Render the stretch from the line containing "of the pink" through the line containing "[[328, 349]]" as a JSON list of strings, one string per line with blank lines omitted. Leave the pictures out of your answer.

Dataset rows
----------

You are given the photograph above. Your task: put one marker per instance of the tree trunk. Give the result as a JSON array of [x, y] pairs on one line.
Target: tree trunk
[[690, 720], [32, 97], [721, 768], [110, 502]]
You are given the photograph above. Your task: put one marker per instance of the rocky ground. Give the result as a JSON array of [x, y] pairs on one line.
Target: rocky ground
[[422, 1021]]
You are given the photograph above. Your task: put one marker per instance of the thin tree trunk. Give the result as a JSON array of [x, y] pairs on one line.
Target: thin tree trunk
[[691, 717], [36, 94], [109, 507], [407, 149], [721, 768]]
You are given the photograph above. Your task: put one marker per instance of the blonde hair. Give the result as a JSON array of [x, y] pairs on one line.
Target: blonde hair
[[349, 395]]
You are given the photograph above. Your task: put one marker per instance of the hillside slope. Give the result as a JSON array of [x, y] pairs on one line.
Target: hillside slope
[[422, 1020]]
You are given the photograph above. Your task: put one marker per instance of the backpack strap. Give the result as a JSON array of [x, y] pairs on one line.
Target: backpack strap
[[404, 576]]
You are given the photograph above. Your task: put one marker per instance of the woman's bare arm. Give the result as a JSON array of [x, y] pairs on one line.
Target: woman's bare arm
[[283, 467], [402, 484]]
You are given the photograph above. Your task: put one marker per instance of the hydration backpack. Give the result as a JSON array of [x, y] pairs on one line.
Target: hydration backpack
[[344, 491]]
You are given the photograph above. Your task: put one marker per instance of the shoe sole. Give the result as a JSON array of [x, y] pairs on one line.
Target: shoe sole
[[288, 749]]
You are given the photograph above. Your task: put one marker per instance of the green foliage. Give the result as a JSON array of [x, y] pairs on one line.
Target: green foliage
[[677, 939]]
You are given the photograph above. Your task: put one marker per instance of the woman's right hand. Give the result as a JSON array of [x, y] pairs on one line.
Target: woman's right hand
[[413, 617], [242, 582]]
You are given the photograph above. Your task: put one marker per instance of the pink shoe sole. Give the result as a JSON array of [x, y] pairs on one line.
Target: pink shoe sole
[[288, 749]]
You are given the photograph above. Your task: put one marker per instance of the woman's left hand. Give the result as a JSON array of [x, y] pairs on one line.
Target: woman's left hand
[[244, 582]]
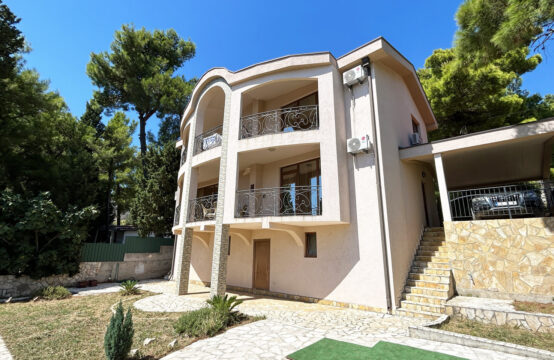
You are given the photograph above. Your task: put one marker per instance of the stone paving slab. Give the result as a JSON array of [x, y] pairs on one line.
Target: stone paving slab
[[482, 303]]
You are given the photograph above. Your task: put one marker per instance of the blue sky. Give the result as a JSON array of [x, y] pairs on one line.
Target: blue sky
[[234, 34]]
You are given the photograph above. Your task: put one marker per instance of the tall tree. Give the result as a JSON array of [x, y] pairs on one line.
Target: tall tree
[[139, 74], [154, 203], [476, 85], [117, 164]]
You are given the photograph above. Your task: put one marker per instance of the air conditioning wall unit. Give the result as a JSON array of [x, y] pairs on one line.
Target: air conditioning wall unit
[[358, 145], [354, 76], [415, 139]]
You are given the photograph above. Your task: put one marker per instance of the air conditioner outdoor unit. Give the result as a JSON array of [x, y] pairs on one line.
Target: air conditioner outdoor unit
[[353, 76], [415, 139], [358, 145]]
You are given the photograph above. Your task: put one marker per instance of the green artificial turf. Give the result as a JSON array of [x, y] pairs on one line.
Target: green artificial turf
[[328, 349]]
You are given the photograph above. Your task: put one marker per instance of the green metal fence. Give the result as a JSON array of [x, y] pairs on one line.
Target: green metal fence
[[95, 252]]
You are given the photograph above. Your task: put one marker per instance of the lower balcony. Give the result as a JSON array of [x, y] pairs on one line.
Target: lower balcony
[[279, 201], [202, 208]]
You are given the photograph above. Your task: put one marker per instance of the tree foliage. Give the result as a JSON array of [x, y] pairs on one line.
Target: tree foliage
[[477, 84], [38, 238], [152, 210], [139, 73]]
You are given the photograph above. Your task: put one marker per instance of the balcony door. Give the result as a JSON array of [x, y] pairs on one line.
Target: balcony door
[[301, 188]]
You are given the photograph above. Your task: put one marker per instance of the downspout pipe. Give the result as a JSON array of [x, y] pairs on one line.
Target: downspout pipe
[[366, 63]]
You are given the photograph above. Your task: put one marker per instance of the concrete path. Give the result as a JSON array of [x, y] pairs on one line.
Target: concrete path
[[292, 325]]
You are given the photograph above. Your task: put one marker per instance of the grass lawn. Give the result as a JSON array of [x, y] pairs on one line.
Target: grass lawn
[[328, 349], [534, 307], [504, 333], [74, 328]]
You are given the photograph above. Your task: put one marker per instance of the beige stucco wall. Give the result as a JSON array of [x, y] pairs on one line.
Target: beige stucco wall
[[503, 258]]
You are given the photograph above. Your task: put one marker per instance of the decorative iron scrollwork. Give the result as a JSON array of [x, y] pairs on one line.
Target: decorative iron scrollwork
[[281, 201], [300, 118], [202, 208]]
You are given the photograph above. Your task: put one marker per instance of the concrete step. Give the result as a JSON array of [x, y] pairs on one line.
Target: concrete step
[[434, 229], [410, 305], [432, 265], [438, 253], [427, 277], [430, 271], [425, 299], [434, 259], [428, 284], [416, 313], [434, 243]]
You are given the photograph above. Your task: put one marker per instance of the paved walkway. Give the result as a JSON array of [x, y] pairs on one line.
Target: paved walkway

----------

Answer to the exercise —
[
  "You are given the photograph above. Your task: put one marker per instance of the pink shoe sole. Give the result as a JSON array of [x, y] pairs on one line.",
  "Target: pink shoe sole",
  "[[288, 749]]",
  "You are given the photograph above. Your task: put one marker per instance of the woman's left hand. Give the result as a JSON array of [x, y] pairs on one line.",
  "Target: woman's left hand",
  "[[244, 582]]",
  "You are given the photograph above. Your task: put one marker per instance of the stone paving slab. Give the result as a JSON array of [x, y] pairs on one line.",
  "Target: stone paving slab",
  "[[482, 303]]",
  "You are given the photograph above. Your task: put one marker per instance of the blue sky. Give the result as a JSON array of [x, y] pairs on one line.",
  "Target: blue sky",
  "[[234, 34]]",
  "You are given the photograph above. Your task: put one marker per instance of the tall tree. Give the result as a JSON array of [x, y] pairs on one line.",
  "Target: tall tree",
  "[[139, 74], [154, 203], [476, 85], [117, 164]]",
  "You are given the photograph above. Your task: put one marker per instance of the air conditioning wall unit. Give the result as a JSON array of [x, y] pairs on one line.",
  "Target: air conditioning wall unit",
  "[[358, 145], [354, 76], [415, 139]]",
  "You are given the photograph above. Your task: put one marker per instance of the air conditioner outdoor unit. Give the result as a JSON array of [x, y] pairs on one line.",
  "Target: air conditioner outdoor unit",
  "[[353, 76], [415, 139], [358, 145]]",
  "You are given the photograph above. Your task: put one marker per instance of the green artificial turf. Give the result as a JSON array of [x, y] pairs on one line.",
  "Target: green artificial turf",
  "[[328, 349]]"
]